→ Action item
After finding the line that contains "Every <instance> block" in the entries below, retype it and every following line precisely, the last included.

Records to use section start

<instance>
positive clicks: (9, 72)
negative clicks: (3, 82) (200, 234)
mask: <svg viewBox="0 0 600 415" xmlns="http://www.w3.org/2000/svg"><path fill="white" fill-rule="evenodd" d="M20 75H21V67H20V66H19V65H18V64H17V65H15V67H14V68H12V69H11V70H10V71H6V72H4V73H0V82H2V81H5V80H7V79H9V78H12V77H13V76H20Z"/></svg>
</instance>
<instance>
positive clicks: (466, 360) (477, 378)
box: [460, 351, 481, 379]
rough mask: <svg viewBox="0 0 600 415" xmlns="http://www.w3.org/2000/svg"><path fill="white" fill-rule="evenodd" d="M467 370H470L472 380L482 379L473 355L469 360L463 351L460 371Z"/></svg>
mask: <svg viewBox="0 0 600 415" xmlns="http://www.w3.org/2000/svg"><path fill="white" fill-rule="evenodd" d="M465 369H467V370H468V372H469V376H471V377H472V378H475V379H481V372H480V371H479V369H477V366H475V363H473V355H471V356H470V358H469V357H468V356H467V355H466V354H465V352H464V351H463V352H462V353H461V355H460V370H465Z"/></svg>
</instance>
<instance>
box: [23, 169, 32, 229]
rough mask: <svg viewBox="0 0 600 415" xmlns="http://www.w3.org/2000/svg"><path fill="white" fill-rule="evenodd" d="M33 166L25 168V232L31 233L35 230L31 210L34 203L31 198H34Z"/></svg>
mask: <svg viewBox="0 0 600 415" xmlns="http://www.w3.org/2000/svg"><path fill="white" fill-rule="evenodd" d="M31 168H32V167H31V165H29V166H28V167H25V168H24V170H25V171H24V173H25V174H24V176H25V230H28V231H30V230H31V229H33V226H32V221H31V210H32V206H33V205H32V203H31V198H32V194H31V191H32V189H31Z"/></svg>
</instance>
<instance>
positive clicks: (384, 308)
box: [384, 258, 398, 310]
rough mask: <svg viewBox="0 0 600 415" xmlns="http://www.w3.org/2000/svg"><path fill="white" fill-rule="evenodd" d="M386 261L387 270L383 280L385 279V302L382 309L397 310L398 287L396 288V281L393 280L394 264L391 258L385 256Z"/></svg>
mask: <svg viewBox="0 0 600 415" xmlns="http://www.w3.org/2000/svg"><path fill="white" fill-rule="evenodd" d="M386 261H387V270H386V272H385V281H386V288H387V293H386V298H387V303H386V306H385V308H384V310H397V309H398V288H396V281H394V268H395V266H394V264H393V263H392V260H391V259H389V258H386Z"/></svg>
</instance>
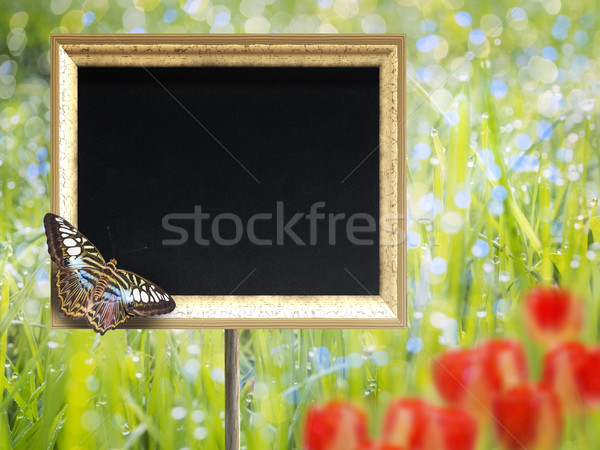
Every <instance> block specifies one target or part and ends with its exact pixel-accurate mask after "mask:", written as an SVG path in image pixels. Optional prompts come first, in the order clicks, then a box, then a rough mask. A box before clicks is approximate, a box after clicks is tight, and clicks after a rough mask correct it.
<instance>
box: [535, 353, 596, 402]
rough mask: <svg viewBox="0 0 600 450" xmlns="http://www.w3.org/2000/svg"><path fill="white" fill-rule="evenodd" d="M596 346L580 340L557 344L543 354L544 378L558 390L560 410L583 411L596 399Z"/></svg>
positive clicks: (555, 390) (544, 378)
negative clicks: (545, 353) (559, 400)
mask: <svg viewBox="0 0 600 450" xmlns="http://www.w3.org/2000/svg"><path fill="white" fill-rule="evenodd" d="M599 373H600V348H597V347H596V348H592V349H590V350H588V349H587V348H586V346H585V345H584V344H582V343H581V342H567V343H562V344H558V345H557V346H555V347H554V348H553V349H552V350H550V351H549V352H548V353H546V356H545V357H544V381H545V382H546V383H548V385H549V386H552V387H553V388H554V391H555V392H556V393H557V394H558V396H559V398H560V401H561V405H562V407H563V410H565V411H567V412H571V413H579V412H583V410H584V409H585V408H586V407H594V406H598V404H599V403H600V377H599V376H598V374H599Z"/></svg>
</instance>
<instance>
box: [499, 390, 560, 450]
mask: <svg viewBox="0 0 600 450" xmlns="http://www.w3.org/2000/svg"><path fill="white" fill-rule="evenodd" d="M493 412H494V418H495V421H494V428H495V430H496V436H497V438H498V442H499V443H500V445H501V447H502V448H505V449H511V450H512V449H519V450H520V449H522V448H527V449H528V450H552V449H554V448H557V447H558V445H559V443H560V435H561V432H562V419H561V415H560V405H559V401H558V397H557V396H556V394H555V393H554V391H552V390H551V389H550V388H549V387H548V386H546V385H544V384H522V385H519V386H515V387H513V388H511V389H509V390H507V391H506V392H504V393H503V394H500V395H499V396H498V397H496V398H495V399H494V402H493Z"/></svg>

Records to use section end

→ Problem solution
Every <instance> block specifies one target or part and ends with its exact pixel-accurate mask after "mask:", written as an SVG path in image pixels. Optional prompts come first, in the order clicks, then a box, then a rough mask. A box before clicks is approximate, a box after clicks is tight, and clicks after a rough mask correct it.
<instance>
box: [535, 353, 596, 402]
rough mask: <svg viewBox="0 0 600 450" xmlns="http://www.w3.org/2000/svg"><path fill="white" fill-rule="evenodd" d="M596 346L580 340L557 344L543 354L544 378L558 390L560 410L583 411L596 399Z"/></svg>
positive clicks: (555, 390) (544, 378)
negative clicks: (545, 353) (559, 400)
mask: <svg viewBox="0 0 600 450" xmlns="http://www.w3.org/2000/svg"><path fill="white" fill-rule="evenodd" d="M599 373H600V348H597V347H596V348H592V349H590V350H588V349H587V348H586V346H585V345H584V344H582V343H581V342H567V343H562V344H558V345H557V346H555V347H554V348H553V349H552V350H550V351H549V352H548V353H546V356H545V357H544V381H545V382H546V383H548V385H549V386H552V387H553V388H554V391H555V392H556V393H557V394H558V396H559V398H560V401H561V405H562V407H563V410H565V411H567V412H571V413H579V412H583V410H584V409H585V408H586V407H594V406H598V404H599V403H600V377H599V376H598V374H599Z"/></svg>
</instance>
<instance>
box: [499, 390, 560, 450]
mask: <svg viewBox="0 0 600 450" xmlns="http://www.w3.org/2000/svg"><path fill="white" fill-rule="evenodd" d="M493 412H494V418H495V421H494V428H495V430H496V436H497V438H498V442H499V443H500V445H501V447H502V448H505V449H511V450H512V449H519V450H520V449H522V448H527V449H528V450H552V449H554V448H557V447H558V445H559V443H560V435H561V432H562V419H561V415H560V405H559V401H558V397H557V396H556V394H555V393H554V391H552V390H551V389H550V388H549V387H548V386H546V385H544V384H522V385H519V386H515V387H513V388H511V389H509V390H507V391H506V392H504V393H503V394H500V395H499V396H498V397H496V398H495V399H494V402H493Z"/></svg>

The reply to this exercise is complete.